Community‐based rehabilitation interventions for people with disabilities in low‐and middle‐income countries are effective

Added April 28, 2020

Citation: Iemmi V, Gibson L, Blanchet K, et al. Community‐based rehabilitation for people with disabilities in low‐and middle‐income countries: A systematic review. Campbell Systematic Reviews 2015; 11(1): 1-177

What is this: The COVID-19 pandemic is placing a strain on health and social care services. Existing research on community‐based rehabilitation for people with disabilities may provide policy makers with information to help with this.

In this Campbell systematic review, the authors searched for research that compared different types of community‐based rehabilitation interventions in low‐ and middle‐income countries for people with physical and mental disabilities. They restricted their search to studies published after 1976 but did not restrict by type or language of publication and did their search in July 2012. They included 10 randomised trials, 2 non‐randomised controlled studies, 2 controlled before‐after studies and 1 interrupted time series study. The studies focussed on physical disabilities (6 studies) or mental disabilities (9).

What works: Community‐based rehabilitation interventions improved clinical outcomes and enhanced functioning and quality of life of people with a disability in low- and middle-income countries.

Community‐based rehabilitation interventions had positive impact on the lives of people with physical disabilities (stroke and chronic obstructive pulmonary disease) and people with mental disabilities (schizophrenia, dementia and intellectual impairment), and for the carers of people with dementia.

§ **EXCERPTED DATA**:
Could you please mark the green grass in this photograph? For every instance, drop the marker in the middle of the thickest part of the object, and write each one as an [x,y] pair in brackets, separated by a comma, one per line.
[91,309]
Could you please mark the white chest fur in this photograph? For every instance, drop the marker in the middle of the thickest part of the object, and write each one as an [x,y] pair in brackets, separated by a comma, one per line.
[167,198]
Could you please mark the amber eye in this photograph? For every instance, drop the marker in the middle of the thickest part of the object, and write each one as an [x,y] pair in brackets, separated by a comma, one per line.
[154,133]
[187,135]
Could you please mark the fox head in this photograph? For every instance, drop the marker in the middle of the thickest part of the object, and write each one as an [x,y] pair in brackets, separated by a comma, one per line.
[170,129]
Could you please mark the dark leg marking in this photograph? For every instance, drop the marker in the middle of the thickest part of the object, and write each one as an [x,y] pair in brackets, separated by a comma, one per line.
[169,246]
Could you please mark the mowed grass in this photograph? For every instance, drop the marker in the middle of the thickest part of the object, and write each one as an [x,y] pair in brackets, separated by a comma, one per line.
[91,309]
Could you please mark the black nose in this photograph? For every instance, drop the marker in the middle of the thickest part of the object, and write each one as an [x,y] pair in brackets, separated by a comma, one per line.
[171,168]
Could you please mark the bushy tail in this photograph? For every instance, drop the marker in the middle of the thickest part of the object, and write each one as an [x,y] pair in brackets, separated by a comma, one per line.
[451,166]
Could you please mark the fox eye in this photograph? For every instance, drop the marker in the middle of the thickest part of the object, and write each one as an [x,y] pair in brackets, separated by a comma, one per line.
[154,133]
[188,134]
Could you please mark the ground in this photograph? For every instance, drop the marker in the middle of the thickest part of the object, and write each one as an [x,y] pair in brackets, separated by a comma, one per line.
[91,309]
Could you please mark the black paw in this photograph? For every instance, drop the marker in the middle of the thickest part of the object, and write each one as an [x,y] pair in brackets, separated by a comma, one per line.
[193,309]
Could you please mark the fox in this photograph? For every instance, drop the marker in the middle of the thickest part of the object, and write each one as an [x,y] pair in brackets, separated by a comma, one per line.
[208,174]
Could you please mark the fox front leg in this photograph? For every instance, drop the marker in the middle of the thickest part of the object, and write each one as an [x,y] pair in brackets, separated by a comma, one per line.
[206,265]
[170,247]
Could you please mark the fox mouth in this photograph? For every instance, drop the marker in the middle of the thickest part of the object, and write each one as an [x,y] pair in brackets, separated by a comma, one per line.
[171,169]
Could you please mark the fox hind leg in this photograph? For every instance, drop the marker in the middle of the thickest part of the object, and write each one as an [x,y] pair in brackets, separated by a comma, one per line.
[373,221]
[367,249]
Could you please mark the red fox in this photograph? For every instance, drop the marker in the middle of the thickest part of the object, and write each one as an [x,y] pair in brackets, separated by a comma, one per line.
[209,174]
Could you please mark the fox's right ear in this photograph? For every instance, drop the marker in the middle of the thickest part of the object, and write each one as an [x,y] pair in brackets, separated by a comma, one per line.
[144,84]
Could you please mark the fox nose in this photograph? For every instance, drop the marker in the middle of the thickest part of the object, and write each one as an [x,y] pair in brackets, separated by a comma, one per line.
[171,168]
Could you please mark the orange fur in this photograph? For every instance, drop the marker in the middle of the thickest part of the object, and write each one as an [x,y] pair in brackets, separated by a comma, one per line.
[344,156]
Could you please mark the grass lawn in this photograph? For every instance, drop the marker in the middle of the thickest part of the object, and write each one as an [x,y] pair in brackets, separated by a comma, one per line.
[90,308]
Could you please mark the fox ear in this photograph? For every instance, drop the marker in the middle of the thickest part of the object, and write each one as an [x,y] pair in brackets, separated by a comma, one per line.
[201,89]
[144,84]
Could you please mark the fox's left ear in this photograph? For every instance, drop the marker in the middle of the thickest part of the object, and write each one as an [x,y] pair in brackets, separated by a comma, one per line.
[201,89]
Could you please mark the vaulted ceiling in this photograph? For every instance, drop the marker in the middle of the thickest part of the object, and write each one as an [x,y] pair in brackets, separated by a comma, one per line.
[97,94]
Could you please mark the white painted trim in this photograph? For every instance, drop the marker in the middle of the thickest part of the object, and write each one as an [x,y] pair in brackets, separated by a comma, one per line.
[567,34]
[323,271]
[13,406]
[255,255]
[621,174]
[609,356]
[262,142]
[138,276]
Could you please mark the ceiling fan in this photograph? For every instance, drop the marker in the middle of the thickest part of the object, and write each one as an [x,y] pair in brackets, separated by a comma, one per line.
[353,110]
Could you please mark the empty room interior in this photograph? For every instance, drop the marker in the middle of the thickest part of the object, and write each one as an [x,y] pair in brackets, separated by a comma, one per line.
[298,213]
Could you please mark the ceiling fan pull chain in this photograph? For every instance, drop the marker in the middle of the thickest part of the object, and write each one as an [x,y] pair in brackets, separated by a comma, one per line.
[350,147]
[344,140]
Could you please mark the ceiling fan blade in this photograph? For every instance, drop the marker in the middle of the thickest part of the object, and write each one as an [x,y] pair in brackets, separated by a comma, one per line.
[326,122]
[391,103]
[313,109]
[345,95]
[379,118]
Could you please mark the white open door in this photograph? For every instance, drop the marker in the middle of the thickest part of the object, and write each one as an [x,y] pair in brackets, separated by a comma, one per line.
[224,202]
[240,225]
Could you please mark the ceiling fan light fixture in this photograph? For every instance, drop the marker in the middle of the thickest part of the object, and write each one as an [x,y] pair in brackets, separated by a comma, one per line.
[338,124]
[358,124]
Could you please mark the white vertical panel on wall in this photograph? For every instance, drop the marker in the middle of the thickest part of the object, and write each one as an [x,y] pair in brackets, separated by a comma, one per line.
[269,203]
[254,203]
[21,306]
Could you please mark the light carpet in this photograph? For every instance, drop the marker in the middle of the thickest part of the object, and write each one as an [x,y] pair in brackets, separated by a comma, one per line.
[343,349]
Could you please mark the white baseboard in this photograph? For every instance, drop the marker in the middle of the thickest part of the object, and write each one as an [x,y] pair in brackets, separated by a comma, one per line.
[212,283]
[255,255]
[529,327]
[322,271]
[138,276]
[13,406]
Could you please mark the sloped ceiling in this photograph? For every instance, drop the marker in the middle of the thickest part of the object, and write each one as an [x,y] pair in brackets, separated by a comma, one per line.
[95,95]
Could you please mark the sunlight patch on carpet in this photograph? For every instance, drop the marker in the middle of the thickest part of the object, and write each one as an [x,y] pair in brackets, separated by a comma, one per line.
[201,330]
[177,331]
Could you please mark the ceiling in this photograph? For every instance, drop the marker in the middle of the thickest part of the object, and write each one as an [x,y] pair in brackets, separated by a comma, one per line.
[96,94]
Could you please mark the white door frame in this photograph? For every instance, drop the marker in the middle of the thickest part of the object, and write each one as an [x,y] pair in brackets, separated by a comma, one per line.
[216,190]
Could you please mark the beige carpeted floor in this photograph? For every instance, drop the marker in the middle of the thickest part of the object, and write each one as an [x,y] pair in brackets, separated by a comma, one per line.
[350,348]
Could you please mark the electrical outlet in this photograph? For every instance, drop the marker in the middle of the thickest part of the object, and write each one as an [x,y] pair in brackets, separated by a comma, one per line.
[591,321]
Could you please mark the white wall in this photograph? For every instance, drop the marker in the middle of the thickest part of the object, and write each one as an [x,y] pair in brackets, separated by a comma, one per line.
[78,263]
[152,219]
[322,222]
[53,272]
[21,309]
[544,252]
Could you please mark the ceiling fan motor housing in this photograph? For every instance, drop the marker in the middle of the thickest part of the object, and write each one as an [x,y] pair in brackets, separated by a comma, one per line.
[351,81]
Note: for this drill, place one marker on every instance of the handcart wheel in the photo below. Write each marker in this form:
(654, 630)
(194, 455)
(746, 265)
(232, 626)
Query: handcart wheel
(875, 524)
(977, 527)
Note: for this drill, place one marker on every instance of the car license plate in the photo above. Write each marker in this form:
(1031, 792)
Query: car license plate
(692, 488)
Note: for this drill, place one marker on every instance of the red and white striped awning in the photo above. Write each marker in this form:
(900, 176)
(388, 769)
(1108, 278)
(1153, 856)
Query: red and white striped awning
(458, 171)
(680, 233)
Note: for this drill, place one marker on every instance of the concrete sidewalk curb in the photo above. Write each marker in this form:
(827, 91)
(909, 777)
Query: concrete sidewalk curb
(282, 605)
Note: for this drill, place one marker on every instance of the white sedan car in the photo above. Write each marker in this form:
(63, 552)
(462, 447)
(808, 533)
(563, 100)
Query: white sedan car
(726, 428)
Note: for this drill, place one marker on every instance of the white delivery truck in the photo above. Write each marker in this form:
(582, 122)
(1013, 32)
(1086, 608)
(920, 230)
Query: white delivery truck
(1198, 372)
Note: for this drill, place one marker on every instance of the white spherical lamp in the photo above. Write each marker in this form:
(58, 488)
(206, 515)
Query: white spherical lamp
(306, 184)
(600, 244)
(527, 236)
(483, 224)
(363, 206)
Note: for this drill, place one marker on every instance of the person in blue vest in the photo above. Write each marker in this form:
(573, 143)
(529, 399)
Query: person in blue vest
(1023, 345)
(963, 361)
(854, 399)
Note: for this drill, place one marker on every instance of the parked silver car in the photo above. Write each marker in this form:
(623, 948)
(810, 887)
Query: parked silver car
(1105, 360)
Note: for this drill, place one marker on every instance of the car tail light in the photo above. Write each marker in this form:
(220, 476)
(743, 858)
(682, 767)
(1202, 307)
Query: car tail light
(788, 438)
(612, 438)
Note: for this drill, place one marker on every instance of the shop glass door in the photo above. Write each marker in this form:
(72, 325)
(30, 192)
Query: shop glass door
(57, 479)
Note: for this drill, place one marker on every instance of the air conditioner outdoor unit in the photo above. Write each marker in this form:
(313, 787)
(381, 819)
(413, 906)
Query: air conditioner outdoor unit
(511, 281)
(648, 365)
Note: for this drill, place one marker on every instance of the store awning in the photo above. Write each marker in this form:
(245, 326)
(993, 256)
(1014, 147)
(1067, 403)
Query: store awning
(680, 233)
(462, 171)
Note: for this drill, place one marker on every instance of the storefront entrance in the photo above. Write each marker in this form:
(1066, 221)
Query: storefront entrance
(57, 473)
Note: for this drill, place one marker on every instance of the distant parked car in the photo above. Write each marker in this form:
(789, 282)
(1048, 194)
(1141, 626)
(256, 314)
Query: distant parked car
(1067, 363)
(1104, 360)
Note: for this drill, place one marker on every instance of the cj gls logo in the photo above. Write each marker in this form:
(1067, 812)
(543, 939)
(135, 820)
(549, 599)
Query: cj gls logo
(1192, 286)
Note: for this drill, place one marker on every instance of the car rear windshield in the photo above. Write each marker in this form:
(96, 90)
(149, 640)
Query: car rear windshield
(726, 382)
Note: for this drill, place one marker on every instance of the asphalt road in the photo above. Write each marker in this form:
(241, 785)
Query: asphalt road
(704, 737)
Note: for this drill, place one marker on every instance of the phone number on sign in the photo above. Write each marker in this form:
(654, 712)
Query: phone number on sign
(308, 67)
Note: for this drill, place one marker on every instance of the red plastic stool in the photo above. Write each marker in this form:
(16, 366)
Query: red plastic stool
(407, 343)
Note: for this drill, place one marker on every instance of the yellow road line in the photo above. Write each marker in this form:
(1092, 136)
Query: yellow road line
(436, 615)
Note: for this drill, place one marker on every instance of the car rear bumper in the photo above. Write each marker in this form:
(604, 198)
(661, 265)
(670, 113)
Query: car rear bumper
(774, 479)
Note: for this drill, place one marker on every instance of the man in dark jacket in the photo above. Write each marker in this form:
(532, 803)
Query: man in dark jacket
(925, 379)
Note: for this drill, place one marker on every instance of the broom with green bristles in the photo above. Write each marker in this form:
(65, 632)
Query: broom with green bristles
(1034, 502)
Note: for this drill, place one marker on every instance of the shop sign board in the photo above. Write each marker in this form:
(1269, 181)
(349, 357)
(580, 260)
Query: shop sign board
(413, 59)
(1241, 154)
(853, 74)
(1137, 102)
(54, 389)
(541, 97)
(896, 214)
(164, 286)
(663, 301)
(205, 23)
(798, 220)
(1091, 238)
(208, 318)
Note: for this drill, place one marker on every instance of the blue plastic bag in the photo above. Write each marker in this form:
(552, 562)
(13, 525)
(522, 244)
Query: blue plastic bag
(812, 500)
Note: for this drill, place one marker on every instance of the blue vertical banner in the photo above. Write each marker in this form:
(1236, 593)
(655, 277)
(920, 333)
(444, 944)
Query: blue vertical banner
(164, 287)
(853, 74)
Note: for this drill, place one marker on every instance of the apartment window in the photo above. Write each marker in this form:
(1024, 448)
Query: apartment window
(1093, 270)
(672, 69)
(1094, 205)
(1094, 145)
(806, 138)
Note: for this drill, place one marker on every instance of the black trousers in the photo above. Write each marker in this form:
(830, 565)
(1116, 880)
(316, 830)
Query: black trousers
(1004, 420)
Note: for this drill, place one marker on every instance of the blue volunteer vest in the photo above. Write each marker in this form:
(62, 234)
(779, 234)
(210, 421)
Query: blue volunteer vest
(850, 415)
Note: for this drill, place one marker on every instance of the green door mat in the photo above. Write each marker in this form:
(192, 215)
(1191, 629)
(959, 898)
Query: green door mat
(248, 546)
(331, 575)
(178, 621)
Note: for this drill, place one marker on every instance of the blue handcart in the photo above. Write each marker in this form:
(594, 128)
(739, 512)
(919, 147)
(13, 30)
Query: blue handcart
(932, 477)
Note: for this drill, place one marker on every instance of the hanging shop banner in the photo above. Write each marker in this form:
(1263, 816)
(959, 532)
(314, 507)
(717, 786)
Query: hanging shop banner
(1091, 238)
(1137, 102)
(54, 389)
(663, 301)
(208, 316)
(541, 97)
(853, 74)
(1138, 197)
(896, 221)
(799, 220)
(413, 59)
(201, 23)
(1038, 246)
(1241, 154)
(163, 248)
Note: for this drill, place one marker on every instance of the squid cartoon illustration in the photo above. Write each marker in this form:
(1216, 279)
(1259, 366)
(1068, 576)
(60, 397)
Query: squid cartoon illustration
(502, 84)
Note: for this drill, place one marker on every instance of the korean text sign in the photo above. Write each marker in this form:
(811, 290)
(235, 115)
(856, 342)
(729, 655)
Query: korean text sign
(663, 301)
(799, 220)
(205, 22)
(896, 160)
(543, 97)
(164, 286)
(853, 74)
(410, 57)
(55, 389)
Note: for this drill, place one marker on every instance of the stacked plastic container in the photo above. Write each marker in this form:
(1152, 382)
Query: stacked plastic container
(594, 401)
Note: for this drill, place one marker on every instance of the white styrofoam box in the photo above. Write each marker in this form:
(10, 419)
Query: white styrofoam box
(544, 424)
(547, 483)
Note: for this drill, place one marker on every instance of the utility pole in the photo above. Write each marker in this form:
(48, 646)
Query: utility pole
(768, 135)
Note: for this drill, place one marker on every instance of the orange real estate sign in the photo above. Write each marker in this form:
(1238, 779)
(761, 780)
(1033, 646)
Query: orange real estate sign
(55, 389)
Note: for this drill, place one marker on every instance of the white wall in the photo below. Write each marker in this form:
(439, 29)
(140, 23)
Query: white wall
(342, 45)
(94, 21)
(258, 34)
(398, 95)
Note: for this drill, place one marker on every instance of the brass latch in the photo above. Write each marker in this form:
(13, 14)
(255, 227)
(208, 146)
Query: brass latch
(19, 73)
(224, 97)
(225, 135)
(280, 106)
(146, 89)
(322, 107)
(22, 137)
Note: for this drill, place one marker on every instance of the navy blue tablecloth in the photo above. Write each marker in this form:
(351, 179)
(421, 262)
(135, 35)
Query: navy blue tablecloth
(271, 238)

§ **REQUIRED WORK**:
(a) Answer these questions using the rehabilitation review summary:
(i) In what month and year did the authors carry out their search?
(ii) How many randomised trials did the review include?
(iii) Which two physical disabilities are named?
(b) Write the next part of the rehabilitation review summary, picking up after its final sentence.
The records have no connection to the rehabilitation review summary.

§ **YOUR RESPONSES**:
(a)
(i) July 2012
(ii) 10
(iii) Stroke and chronic obstructive pulmonary disease

(b)
What doesn’t work: Nothing noted.

What is uncertain: The cost-effectiveness of community‐based rehabilitation for people with disabilities in low‐and middle‐income countries is uncertain.

 

Disclaimer: This summary has been written by staff and volunteers of Evidence Aid in order to make the content of the original document accessible to decision makers who are searching for the available evidence on the coronavirus (COVID-19) but may not have the time, initially, to read the original report in full. This summary is not intended as a substitute for the medical advice of physicians, other health workers, professional associations, guideline developers, or national governments and international agencies. If readers of this summary think that the evidence that is presented within it is relevant to their decision-making they should refer to the content and details of the original article, and the advice and guidelines offered by other sources of expertise, before making decisions. Evidence Aid cannot be held responsible for any decisions made about the coronavirus (COVID-19) on the basis of this summary alone.